--- Work to be completed ---
The records that follow need to be output exactly as they are.

[Saved entries]

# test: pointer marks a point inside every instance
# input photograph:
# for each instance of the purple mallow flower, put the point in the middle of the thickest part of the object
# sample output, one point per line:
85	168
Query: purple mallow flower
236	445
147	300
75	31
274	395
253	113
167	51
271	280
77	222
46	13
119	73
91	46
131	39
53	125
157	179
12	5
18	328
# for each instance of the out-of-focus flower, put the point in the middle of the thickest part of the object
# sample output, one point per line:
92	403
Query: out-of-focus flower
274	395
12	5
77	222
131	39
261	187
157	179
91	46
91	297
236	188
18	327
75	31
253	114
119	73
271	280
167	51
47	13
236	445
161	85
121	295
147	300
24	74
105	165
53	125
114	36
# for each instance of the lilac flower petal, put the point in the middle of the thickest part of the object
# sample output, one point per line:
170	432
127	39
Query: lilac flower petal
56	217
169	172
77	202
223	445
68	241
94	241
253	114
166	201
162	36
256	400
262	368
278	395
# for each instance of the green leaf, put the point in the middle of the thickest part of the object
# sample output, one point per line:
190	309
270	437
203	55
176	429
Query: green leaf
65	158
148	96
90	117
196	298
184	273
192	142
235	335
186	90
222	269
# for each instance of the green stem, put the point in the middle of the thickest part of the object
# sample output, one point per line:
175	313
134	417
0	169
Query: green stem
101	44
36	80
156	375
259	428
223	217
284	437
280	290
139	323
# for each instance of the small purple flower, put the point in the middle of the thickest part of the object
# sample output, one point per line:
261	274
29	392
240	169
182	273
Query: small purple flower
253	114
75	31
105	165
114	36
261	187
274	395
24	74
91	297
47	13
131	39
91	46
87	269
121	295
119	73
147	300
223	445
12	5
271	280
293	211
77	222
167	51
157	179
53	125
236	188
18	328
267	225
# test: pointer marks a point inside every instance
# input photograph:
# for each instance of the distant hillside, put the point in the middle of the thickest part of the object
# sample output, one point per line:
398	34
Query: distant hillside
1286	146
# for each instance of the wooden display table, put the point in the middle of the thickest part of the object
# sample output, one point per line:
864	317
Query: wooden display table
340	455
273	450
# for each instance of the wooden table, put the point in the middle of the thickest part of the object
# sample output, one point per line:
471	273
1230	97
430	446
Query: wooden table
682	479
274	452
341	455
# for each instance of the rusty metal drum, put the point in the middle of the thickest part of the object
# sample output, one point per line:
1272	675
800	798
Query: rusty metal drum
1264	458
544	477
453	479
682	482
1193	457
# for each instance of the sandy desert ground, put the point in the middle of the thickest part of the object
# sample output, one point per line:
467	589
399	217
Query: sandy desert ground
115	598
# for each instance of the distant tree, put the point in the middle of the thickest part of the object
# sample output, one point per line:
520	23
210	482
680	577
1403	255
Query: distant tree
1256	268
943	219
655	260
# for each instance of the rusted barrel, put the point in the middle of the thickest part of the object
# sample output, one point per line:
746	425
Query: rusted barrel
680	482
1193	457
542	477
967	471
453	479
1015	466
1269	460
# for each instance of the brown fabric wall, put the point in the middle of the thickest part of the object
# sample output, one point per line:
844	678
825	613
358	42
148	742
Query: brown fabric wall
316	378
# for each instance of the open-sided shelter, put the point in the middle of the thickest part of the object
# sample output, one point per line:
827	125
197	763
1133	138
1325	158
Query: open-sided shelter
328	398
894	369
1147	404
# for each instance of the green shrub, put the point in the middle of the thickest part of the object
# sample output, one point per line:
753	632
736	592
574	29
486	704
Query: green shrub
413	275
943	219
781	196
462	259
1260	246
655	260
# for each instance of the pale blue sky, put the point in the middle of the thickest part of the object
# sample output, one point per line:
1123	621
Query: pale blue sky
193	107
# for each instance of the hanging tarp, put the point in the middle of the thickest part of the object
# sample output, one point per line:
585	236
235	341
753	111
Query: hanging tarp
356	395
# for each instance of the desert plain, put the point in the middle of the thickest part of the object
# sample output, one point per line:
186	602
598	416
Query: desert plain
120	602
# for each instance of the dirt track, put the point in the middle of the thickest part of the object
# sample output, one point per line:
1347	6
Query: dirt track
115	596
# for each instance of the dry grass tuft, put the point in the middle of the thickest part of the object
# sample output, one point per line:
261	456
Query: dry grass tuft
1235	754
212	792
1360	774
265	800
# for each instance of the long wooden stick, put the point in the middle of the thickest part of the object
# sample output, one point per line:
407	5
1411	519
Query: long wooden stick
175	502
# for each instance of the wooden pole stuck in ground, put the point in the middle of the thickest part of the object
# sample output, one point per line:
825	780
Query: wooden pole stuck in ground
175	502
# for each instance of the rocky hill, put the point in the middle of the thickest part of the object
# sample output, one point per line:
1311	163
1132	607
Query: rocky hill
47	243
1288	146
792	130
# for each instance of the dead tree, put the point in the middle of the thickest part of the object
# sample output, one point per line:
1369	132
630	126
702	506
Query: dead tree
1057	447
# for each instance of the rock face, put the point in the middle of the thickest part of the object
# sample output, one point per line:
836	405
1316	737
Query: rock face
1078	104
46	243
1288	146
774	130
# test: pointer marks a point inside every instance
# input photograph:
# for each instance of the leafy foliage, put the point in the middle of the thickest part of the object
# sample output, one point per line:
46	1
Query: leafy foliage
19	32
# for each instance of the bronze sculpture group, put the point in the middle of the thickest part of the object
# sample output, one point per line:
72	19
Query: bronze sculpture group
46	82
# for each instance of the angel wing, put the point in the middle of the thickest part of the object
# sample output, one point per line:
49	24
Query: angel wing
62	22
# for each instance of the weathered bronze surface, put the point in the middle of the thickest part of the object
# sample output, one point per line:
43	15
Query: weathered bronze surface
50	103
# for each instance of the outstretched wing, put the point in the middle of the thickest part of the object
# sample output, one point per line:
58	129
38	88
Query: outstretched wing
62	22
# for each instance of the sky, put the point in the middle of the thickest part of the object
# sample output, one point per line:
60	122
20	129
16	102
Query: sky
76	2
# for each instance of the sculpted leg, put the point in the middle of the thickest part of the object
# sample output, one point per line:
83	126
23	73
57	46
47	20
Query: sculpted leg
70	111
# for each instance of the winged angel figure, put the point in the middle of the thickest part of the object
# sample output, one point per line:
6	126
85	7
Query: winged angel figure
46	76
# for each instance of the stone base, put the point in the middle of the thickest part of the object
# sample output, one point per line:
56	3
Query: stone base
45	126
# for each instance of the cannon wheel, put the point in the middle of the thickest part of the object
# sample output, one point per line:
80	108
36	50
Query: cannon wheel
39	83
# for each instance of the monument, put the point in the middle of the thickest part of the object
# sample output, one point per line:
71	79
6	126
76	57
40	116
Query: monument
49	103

--- Task result ---
# test: pointer marks a point inside every instance
# input photograph:
# for each instance of the purple mallow flower, put the point in the middle of the thickest part of the object
# sample output, one point per line:
85	168
Query: purple mallow flower
236	445
147	300
75	31
274	395
253	113
167	51
271	280
77	222
46	13
119	73
91	46
131	39
53	125
157	179
12	5
18	328
# for each instance of the out-of-focus flower, put the point in the middle of the thickest part of the object
# sample output, one point per line:
92	403
Query: out-of-focus flower
274	395
12	5
77	222
131	39
261	187
157	179
91	46
91	297
236	188
18	327
75	31
253	114
119	73
271	280
167	51
47	13
236	445
161	85
121	295
147	300
24	74
105	165
53	125
114	36
# for each instance of the lilac flower petal, put the point in the middle of the thickest part of the object
# sample output, one point per line:
170	432
127	39
Query: lilac flower petal
56	217
169	172
77	202
223	445
68	241
94	241
253	114
166	201
162	36
256	400
262	368
278	395
# for each instance of the green leaf, put the point in the middle of the thickest part of the object
# sample output, one point per line:
190	309
270	437
203	55
176	429
Query: green leaf
65	158
148	96
90	117
196	298
184	273
192	142
235	335
186	90
222	269
# for each instance of the green stem, put the point in the middle of the thickest part of the object
# sample output, one point per line:
175	313
134	417
0	169
Query: green stem
101	44
36	80
156	375
259	428
223	217
284	437
280	290
139	323
# for each instance of the small purple flower, put the point in the middle of the thickest part of the object
# sample output, one point per line:
261	274
29	392
240	169
182	273
Query: small purple flower
253	114
75	31
105	165
114	36
261	187
274	395
24	74
91	297
47	13
131	39
91	46
87	269
121	295
119	73
147	300
223	445
12	5
271	280
293	211
77	222
167	51
157	179
53	125
236	188
18	328
267	225
# test: pointer marks a point inside every instance
# input photograph:
# for each instance of the distant hillside, put the point in the middle of the thickest part of the object
# sample output, one point per line:
398	34
Query: distant hillside
1286	146
# for each instance of the wooden display table, put the point in the middle of the thickest part of the object
# sample output, one point per line:
864	317
Query: wooden display table
340	455
273	450
# for each instance of the wooden table, put the point in the middle of the thickest part of the object
# sample output, one point per line:
471	273
1230	97
430	446
Query: wooden table
682	479
274	452
341	455
# for each instance of the rusty metal drum, put the point in the middle of the thickest part of the object
# sample output, one point per line:
1272	675
800	798
Query: rusty metal drum
1264	458
544	477
453	479
682	482
1193	457
# for each instance of the sandy desert ground, put the point in the middle of the thickest part of the object
# sample output, one point per line:
467	589
399	217
Query: sandy desert ground
115	598
# for each instance of the distant tree, put the point in the middle of the thickest part of the object
# sample output, one point per line:
520	23
210	482
680	577
1403	255
Query: distant tree
1256	268
943	219
655	260
# for each instance of the rusted barrel, put the point in the middle of the thickest part of the object
# sample output, one point per line:
746	425
Query: rusted barrel
680	482
1193	457
542	477
967	471
453	479
1015	466
1269	460
# for each instance of the brown fabric wall, put the point in the middle of the thickest part of the object
# sample output, one point per line:
844	678
825	613
358	42
148	742
Query: brown fabric wall
316	378
# for each instance of the open-sided shelter, put the point in the middle of the thickest part of the object
# sample output, one point per line:
827	125
197	763
1133	138
1325	158
Query: open-sided shelter
328	398
894	369
1147	404
# for each instance of the green shrub, put the point in the middle of the thickest part of the object
# sample output, one point per line:
753	632
736	592
574	29
486	704
Query: green shrub
413	275
943	219
781	196
462	259
1260	246
655	260
# for each instance of the pale blue sky, put the point in the middle of the thickest part of the object
# sample output, one point per line:
1123	621
Query: pale blue sky
193	107
# for each instance of the hanging tarp, put the point in the middle of the thickest part of the object
# sample output, one point per line:
585	236
235	341
753	111
Query: hanging tarp
356	395
# for each instance of the desert plain, put the point in the middle of the thickest part of the object
# sample output, one point per line:
186	602
598	416
Query: desert plain
120	602
# for each instance of the dirt track, put the point in the middle of the thickest part of the object
# sample output, one point per line:
1347	6
Query: dirt track
115	596
# for each instance of the dry grass tuft, put the point in the middle of the thickest part of the object
# sample output, one point per line:
261	456
Query: dry grass tuft
1235	754
212	792
1360	774
265	800
# for each instance of the long wooden stick, put the point in the middle of the thickest part of the object
# sample output, one point per line:
407	5
1411	519
Query: long wooden stick
175	502
# for each instance of the wooden pole stuck in ground, put the point in the middle of the thickest part of the object
# sample output, one point per line:
825	780
Query: wooden pole stuck in ground
175	502
# for each instance of the rocky hill, put the point in the middle of the thickest part of the object
# sample output, one point per line:
1311	163
1132	607
Query: rocky hill
47	243
1288	146
792	130
# for each instance of the dead tree, put the point in the middle of the thickest part of the object
# sample output, one point per line:
1369	132
630	126
702	506
Query: dead tree
1057	447
# for each instance of the rock face, put the point in the middle of the thickest part of the object
# sample output, one point per line:
836	405
1316	737
Query: rock face
1078	104
46	243
1288	146
774	130
# test: pointer marks a point inside every instance
# input photograph:
# for each instance of the leafy foliage, put the point in the middle of the thickest part of the object
# sample output, one point per line:
46	1
Query: leafy foliage
19	32
# for each instance of the bronze sculpture group, put the point in the middle of the thickest part of the object
# sample output, one point per line:
72	19
Query: bronze sculpture group
46	82
# for each instance of the angel wing, put the point in the middle of the thickest part of the object
# sample output, one point per line:
49	24
Query: angel wing
62	22
# for each instance of the weathered bronze surface, put the point in the middle of the thickest part of the object
# sample output, one point per line:
43	15
Query: weathered bronze surface
50	103
# for each instance of the outstretched wing, put the point in the middle of the thickest part of the object
# sample output, one point per line:
58	129
38	88
Query: outstretched wing
62	22
# for each instance of the sky, put the point in the middle of the thickest part of the object
# sample output, one point per line:
60	122
20	129
16	102
Query: sky
76	2
# for each instance of the sculpted leg, put the point in the middle of the thickest part of the object
# sample output, one point per line:
83	126
23	73
57	46
47	20
Query: sculpted leg
70	111
# for each instance of the winged angel figure, put the point in the middle of the thickest part of the object
# sample output, one point per line:
6	126
85	7
Query: winged angel figure
46	76
# for each instance of the stone base, put the point in the middle of the thickest part of the object
# sample output, one point per line:
56	3
Query: stone base
45	126
# for each instance of the cannon wheel, put the point in the middle of the thickest part of the object
# sample output, one point per line:
80	108
36	50
Query: cannon wheel
39	83
# for each instance of the monument, put the point in the middle of the thickest part of the object
# sample output, one point per line:
71	79
6	126
76	57
40	116
Query: monument
49	103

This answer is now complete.